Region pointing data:
============================================================
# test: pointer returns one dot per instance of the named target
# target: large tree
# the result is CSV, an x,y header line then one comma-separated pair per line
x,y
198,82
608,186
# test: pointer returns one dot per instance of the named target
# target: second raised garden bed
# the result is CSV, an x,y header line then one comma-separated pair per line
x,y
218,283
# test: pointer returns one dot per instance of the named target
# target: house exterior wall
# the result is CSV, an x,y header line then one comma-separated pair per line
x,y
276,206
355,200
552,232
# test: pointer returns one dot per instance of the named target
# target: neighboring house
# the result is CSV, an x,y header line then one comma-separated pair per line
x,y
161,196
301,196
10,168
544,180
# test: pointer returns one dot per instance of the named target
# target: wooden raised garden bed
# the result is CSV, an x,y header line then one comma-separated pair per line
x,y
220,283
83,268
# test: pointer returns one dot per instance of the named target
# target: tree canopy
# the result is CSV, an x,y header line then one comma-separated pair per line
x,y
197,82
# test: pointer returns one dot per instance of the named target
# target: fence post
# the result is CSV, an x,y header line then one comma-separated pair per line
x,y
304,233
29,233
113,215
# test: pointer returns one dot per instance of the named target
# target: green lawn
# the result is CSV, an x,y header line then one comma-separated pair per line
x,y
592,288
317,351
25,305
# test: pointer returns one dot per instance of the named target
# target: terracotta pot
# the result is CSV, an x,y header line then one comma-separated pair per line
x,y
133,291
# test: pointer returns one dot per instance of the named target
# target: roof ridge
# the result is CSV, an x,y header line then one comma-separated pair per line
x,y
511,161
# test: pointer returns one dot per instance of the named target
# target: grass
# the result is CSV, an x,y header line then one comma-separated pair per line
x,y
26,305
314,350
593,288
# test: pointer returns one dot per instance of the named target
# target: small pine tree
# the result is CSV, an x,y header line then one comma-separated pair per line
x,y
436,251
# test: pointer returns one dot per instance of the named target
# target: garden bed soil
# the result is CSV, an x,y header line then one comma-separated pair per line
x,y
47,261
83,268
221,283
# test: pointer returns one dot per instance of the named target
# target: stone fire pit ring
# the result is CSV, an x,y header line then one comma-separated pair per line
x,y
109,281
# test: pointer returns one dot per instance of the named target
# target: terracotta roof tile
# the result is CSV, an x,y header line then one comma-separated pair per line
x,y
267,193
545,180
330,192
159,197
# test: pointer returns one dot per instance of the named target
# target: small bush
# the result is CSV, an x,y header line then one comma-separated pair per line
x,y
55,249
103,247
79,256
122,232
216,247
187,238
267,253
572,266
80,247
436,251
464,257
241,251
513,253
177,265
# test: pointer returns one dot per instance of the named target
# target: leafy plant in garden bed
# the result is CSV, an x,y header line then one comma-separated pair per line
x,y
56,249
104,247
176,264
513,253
============================================================
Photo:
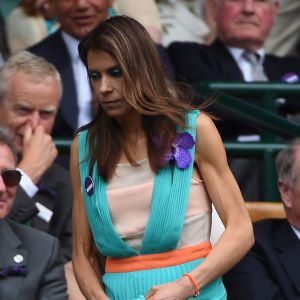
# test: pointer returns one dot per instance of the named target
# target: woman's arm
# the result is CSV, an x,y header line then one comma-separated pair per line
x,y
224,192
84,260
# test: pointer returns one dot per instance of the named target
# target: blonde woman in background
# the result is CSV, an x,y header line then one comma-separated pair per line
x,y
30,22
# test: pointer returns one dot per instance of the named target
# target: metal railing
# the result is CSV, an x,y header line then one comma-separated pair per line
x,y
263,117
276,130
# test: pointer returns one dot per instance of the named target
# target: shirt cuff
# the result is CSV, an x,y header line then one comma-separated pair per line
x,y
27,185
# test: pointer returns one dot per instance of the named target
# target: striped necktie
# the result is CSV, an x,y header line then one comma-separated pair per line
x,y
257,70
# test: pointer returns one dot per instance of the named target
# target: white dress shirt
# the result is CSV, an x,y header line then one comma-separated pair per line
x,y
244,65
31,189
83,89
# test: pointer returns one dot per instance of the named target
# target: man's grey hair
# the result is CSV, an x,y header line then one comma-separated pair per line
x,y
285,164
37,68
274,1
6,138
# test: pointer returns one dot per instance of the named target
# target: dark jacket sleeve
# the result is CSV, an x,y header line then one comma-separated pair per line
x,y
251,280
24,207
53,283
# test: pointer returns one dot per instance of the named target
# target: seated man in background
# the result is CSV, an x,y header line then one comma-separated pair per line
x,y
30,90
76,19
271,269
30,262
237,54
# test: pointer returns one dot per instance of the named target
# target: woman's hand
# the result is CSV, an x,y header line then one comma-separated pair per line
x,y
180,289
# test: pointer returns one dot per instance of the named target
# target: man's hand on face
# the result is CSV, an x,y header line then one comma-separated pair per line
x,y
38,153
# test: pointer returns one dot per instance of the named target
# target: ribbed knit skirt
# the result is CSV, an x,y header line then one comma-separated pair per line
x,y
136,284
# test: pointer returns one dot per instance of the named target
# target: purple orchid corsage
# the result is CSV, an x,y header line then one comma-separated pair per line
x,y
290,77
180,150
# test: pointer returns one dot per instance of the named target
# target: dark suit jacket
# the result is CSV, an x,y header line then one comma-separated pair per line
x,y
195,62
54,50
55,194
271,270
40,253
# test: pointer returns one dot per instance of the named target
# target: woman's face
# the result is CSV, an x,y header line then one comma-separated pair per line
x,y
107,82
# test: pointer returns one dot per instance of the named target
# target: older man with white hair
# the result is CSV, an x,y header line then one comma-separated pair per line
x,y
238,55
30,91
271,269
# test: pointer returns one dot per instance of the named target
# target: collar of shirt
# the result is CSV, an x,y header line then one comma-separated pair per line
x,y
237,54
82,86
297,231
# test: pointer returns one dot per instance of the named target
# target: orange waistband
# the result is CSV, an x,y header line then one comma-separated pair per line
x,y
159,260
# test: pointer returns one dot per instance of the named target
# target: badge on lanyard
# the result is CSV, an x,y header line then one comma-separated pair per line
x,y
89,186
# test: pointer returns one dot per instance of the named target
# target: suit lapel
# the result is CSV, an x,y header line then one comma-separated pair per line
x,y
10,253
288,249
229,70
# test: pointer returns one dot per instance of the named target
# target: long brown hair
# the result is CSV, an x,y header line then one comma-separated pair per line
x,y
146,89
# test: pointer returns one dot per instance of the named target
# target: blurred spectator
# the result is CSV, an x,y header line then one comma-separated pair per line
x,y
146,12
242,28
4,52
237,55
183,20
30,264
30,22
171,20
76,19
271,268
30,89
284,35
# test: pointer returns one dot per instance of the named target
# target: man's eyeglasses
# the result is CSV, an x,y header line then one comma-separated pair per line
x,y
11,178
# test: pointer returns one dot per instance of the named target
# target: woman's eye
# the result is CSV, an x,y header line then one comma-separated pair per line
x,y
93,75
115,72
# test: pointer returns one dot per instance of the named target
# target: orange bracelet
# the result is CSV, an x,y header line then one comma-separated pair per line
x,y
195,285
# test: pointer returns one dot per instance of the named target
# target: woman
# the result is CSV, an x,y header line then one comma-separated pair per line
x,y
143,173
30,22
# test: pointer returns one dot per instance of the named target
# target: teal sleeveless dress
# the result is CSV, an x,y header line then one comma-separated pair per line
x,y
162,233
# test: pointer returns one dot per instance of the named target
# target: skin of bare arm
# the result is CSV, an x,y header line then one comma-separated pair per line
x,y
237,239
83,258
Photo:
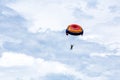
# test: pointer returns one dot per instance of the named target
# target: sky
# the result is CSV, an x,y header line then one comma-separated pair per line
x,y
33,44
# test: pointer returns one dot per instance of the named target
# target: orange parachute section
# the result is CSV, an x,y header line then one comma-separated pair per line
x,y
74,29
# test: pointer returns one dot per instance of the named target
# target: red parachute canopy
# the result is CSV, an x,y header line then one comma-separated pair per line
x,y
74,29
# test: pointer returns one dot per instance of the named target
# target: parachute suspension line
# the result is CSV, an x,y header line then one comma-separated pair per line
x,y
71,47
============================================================
■ **Task directions**
With the pictures removed, print only the lines starting at the line that has "# target: skin of bare arm" and ending at the line that has "# target: orange parachute section", both ends included, exactly as they stand above.

■ **Response box**
# target: skin of bare arm
# the result is CSV, an x,y header line then one comma-separated pair per line
x,y
237,239
83,258
Photo:
# test: pointer returns one dot per instance of the named target
# target: sky
# the result is CSV, an x,y header line then one comma-separated pair per line
x,y
33,44
# test: pointer returns one dot per instance of the named target
# target: orange parachute section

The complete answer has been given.